▸ DESCRIPTION OF THE TASK: In the part of the items that opens with the line containing "I'd like to know where the serrated" and closes with the line containing "[305,128,384,163]", substitute "toothed leaf" for "serrated leaf". Give back only that part, with everything else unchanged.

▸ ITEMS:
◆ ◆ ◆

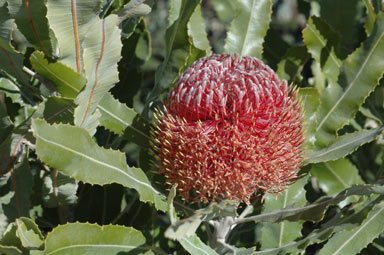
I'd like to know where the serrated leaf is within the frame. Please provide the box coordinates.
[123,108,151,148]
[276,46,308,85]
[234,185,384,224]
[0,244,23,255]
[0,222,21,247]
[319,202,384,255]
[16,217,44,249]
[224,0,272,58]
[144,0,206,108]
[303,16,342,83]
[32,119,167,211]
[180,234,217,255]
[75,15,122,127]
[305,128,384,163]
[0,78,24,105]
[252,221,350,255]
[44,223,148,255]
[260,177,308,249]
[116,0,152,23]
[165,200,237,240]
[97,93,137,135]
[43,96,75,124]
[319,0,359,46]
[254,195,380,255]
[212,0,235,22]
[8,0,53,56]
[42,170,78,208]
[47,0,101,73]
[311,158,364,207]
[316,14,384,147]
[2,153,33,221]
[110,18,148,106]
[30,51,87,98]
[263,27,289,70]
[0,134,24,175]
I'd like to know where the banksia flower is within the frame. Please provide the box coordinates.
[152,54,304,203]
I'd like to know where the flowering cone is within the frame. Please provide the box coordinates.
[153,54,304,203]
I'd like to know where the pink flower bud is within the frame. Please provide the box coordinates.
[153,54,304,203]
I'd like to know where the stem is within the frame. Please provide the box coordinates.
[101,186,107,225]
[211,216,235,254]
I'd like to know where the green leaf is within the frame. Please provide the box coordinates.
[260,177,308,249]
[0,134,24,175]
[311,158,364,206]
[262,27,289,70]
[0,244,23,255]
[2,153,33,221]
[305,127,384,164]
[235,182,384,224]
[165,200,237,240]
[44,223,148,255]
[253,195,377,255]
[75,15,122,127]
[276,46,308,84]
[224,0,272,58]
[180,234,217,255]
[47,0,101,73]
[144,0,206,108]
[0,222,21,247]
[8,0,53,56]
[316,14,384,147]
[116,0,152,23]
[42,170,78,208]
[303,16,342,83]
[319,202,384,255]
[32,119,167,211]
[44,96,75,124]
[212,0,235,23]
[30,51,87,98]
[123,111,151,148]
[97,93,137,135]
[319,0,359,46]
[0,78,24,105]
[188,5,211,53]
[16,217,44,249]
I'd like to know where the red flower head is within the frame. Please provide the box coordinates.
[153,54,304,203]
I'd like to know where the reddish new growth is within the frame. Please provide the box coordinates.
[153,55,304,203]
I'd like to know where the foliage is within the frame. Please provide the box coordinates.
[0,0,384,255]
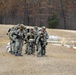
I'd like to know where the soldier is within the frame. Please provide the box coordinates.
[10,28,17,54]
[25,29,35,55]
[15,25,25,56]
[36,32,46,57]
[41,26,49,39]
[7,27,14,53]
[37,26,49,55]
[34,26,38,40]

◆ ◆ ◆

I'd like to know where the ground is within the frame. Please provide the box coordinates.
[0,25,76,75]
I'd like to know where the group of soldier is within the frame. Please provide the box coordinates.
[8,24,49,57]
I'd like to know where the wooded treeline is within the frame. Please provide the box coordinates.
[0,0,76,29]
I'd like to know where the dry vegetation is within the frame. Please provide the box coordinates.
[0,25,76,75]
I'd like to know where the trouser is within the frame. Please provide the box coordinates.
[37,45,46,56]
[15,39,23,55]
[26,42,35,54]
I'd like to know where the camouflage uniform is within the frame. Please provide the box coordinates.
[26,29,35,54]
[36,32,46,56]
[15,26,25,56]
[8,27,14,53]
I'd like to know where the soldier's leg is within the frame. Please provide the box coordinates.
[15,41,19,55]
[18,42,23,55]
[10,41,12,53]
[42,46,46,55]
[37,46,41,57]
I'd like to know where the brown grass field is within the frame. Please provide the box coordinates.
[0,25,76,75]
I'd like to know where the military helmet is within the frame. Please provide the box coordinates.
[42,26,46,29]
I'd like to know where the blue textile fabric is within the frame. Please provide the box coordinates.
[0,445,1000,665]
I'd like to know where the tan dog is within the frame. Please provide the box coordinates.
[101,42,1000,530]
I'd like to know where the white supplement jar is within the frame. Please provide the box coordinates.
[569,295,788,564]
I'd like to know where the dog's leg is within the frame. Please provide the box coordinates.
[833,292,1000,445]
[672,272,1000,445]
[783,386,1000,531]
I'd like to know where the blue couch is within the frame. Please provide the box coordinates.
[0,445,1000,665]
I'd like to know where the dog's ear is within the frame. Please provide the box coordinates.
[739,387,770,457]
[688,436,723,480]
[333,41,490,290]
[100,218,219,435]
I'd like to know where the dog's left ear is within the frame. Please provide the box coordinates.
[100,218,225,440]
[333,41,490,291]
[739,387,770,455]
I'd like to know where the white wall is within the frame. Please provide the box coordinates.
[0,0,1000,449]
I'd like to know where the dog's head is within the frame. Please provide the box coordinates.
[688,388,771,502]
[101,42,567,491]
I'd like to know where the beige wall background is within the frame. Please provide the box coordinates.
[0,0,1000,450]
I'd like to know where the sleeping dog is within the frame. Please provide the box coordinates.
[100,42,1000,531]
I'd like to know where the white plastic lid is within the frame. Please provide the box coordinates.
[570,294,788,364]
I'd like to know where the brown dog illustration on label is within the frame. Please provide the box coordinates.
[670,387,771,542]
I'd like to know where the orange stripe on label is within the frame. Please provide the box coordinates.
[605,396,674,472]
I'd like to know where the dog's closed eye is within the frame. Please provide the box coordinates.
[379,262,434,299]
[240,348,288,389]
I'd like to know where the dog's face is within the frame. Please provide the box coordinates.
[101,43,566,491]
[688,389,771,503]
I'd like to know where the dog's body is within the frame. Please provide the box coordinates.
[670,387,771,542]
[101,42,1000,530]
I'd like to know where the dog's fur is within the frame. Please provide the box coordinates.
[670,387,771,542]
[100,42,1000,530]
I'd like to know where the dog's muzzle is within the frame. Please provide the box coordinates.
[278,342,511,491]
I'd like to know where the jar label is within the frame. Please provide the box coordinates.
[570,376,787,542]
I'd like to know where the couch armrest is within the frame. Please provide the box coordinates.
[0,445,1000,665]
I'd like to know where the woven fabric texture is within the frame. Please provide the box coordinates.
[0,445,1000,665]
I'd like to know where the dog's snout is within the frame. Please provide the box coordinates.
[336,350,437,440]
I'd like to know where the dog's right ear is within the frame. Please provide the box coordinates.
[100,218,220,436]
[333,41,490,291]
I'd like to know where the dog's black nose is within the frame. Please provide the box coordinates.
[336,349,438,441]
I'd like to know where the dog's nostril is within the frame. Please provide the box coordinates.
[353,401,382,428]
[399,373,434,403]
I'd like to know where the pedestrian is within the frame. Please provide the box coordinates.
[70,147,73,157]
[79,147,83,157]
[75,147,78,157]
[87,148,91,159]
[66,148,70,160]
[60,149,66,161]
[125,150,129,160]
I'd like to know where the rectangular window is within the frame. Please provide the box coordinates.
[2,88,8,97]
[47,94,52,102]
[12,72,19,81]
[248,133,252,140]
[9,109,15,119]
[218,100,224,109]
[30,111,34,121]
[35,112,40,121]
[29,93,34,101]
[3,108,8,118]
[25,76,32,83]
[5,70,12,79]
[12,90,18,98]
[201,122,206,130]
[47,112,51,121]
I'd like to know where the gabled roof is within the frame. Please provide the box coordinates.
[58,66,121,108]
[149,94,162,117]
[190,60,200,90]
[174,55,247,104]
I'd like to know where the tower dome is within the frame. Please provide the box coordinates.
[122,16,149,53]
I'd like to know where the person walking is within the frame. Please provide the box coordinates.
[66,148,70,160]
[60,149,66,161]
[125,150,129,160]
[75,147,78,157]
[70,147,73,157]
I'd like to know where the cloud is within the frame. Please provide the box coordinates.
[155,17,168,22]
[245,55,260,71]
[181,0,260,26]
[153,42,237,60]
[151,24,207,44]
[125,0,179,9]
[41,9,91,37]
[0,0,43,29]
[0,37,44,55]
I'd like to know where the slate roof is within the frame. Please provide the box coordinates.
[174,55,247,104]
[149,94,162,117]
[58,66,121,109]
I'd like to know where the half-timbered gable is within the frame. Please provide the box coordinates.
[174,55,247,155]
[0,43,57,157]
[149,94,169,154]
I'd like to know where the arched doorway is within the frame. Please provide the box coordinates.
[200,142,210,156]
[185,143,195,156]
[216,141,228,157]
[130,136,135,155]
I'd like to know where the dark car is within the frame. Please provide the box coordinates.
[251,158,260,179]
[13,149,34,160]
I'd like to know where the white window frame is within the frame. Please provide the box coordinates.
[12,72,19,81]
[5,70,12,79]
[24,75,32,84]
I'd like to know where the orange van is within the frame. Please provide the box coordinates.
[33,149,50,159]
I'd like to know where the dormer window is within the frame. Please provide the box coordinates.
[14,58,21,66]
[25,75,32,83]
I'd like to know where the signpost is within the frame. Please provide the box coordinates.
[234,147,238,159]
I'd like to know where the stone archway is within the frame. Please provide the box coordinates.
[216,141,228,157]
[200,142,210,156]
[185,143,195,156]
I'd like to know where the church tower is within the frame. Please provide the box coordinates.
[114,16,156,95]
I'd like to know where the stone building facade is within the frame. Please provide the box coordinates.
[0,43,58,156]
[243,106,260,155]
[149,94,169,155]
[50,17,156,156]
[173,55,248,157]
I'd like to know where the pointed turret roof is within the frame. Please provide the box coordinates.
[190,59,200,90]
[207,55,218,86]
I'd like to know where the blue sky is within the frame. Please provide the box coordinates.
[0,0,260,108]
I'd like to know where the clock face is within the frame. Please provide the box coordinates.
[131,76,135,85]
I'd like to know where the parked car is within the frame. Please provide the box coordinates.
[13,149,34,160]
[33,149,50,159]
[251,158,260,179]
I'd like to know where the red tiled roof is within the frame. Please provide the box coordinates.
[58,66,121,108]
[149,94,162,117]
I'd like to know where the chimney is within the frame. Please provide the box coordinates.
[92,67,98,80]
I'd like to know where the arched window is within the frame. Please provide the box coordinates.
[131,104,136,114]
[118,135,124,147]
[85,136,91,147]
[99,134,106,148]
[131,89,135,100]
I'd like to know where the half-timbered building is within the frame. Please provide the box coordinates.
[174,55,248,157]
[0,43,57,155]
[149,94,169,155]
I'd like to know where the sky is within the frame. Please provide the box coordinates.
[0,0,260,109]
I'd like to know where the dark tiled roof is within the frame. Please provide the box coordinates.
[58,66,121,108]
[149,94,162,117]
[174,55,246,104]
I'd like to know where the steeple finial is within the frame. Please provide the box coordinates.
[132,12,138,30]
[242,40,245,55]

◆ ◆ ◆

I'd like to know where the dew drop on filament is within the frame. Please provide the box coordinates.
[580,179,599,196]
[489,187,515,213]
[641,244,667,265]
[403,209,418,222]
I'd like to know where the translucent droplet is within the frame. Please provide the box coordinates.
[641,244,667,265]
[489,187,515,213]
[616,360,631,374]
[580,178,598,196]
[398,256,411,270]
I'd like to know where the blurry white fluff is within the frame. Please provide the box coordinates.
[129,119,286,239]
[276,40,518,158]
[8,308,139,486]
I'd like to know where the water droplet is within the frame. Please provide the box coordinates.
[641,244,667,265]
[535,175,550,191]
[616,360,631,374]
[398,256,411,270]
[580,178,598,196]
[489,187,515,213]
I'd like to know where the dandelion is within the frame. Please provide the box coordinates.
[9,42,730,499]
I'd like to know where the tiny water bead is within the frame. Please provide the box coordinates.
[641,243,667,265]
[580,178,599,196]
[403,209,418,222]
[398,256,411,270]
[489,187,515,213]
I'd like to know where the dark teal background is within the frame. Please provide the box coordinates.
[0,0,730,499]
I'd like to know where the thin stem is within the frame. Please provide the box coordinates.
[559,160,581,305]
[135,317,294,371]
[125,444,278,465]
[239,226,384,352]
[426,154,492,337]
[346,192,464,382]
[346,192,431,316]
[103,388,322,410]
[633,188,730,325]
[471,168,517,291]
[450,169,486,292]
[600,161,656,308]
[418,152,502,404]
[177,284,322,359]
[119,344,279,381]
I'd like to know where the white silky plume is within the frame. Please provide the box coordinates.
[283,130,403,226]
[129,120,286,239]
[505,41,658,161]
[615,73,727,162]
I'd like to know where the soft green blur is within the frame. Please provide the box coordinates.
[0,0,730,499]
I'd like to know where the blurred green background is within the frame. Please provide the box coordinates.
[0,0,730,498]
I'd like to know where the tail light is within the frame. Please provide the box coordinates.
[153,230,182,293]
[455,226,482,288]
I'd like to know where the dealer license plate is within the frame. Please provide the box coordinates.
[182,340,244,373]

◆ ◆ ◆

▸ SOLVED PROBLEM:
I'd like to know where the toothed leaf is within the frame. Please provide the box coordinates.
[123,108,151,148]
[276,46,308,85]
[234,185,384,224]
[0,244,23,255]
[0,222,21,247]
[319,202,384,255]
[16,217,44,249]
[224,0,272,58]
[144,0,206,108]
[303,16,342,83]
[32,119,167,211]
[180,234,217,255]
[75,15,122,127]
[305,128,384,163]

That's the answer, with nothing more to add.